§ **Problem to work on**:
Using the listing, work out the number of lines where "harbor" shows up, and answer with that number alone.

§ **Data extract**:
----------------------------------------

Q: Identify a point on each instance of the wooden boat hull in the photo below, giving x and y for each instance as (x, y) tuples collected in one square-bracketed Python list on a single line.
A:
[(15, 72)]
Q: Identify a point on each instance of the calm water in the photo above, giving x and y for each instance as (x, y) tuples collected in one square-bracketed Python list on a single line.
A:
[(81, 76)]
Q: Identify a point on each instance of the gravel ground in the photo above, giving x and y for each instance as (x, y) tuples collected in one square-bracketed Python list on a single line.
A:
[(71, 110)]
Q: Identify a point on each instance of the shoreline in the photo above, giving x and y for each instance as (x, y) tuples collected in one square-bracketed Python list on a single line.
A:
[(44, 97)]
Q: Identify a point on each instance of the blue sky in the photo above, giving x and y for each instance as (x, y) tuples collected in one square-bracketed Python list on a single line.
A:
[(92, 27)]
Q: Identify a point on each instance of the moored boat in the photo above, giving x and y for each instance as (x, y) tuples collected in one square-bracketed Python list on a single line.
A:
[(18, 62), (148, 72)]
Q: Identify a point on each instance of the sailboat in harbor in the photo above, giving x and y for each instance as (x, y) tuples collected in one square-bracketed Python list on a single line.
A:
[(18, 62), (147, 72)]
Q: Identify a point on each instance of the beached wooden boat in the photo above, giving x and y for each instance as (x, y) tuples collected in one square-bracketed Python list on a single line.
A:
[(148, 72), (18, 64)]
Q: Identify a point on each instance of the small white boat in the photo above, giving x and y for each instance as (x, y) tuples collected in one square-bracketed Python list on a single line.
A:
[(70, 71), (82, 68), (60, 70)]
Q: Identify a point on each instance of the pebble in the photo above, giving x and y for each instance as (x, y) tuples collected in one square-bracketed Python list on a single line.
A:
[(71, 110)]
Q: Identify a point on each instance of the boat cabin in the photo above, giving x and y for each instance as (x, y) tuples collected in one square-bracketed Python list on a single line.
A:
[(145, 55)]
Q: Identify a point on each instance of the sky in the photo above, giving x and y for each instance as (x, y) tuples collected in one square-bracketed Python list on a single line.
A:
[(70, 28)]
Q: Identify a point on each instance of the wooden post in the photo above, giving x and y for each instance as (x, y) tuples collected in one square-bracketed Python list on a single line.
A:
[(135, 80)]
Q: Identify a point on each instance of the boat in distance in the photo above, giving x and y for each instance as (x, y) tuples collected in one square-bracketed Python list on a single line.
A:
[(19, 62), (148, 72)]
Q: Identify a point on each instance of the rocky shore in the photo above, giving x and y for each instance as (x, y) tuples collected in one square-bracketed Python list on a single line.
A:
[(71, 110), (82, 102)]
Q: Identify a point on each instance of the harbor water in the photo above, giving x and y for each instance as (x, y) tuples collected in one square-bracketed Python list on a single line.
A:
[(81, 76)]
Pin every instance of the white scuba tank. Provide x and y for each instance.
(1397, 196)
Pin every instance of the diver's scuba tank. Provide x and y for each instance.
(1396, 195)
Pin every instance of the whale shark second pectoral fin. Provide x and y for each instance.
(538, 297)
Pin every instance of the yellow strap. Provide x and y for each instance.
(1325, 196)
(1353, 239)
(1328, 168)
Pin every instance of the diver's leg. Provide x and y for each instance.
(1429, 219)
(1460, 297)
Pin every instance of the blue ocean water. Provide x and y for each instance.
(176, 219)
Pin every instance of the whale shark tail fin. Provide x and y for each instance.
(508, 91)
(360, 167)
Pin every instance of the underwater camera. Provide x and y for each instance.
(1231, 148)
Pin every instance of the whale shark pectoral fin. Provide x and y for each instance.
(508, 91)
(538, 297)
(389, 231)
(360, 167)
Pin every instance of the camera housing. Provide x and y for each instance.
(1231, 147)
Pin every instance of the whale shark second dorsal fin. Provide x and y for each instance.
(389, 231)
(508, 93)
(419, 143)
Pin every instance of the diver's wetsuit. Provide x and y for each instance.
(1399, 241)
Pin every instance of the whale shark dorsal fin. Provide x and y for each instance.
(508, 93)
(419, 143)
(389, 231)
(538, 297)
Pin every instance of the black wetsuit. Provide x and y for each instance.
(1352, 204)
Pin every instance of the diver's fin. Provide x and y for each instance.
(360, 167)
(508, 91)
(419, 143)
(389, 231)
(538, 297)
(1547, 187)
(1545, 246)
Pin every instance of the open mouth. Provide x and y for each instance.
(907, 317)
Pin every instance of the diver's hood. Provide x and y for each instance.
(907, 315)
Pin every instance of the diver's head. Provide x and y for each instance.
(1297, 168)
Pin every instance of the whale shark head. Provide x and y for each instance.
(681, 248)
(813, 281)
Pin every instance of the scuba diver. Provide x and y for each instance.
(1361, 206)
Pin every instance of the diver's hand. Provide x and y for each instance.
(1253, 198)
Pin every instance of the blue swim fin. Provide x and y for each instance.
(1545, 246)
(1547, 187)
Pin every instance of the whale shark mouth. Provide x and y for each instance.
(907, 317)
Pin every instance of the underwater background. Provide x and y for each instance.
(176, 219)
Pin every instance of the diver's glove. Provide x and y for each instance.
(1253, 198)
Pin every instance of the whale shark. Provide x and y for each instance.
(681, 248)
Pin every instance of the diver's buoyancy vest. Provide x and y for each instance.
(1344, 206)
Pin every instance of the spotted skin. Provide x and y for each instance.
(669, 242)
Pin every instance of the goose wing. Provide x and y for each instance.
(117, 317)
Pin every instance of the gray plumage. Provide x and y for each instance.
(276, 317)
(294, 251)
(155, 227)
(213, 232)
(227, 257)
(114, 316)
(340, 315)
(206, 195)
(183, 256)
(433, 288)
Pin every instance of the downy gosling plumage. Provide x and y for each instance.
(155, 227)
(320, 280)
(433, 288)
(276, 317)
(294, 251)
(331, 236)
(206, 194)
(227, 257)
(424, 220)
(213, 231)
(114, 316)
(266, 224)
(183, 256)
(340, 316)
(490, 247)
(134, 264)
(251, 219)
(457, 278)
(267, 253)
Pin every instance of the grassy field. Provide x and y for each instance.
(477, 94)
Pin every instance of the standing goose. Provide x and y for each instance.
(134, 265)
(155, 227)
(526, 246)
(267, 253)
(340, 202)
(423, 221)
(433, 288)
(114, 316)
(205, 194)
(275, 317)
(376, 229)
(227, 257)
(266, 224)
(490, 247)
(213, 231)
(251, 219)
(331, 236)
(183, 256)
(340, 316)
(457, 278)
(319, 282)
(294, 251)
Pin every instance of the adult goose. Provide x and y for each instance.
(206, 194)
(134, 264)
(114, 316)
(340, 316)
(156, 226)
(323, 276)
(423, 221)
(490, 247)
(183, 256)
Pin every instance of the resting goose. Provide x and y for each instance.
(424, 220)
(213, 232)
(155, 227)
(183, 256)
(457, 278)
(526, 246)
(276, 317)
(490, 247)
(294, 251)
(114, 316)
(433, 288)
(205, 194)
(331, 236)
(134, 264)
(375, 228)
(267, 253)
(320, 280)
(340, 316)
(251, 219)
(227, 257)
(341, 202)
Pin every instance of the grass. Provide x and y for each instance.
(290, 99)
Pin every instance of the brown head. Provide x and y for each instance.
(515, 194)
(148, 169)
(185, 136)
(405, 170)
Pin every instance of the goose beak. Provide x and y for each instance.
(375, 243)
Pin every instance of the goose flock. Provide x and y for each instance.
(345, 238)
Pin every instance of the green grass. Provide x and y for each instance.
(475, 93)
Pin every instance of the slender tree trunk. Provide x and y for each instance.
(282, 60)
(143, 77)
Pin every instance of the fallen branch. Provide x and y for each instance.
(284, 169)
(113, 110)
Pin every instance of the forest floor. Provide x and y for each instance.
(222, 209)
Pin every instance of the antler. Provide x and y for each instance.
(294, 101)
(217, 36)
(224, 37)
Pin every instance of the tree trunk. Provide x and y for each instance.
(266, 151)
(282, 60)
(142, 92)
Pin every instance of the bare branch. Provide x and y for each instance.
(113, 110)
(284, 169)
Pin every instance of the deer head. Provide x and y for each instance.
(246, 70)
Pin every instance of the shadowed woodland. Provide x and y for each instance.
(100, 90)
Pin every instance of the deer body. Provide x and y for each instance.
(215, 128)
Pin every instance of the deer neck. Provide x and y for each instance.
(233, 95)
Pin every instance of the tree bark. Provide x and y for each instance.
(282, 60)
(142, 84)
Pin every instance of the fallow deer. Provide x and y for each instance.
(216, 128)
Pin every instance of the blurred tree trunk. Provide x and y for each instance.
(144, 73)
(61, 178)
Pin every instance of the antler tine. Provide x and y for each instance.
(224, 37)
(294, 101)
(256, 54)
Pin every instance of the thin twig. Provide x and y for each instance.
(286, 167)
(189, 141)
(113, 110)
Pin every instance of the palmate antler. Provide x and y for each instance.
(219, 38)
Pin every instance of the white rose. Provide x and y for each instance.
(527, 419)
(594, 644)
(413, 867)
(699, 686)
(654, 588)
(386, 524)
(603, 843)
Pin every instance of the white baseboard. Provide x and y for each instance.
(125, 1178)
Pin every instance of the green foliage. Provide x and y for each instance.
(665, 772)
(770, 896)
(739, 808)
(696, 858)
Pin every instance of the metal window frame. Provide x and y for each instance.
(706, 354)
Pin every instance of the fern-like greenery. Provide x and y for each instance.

----------------------------------------

§ **Answer box**:
2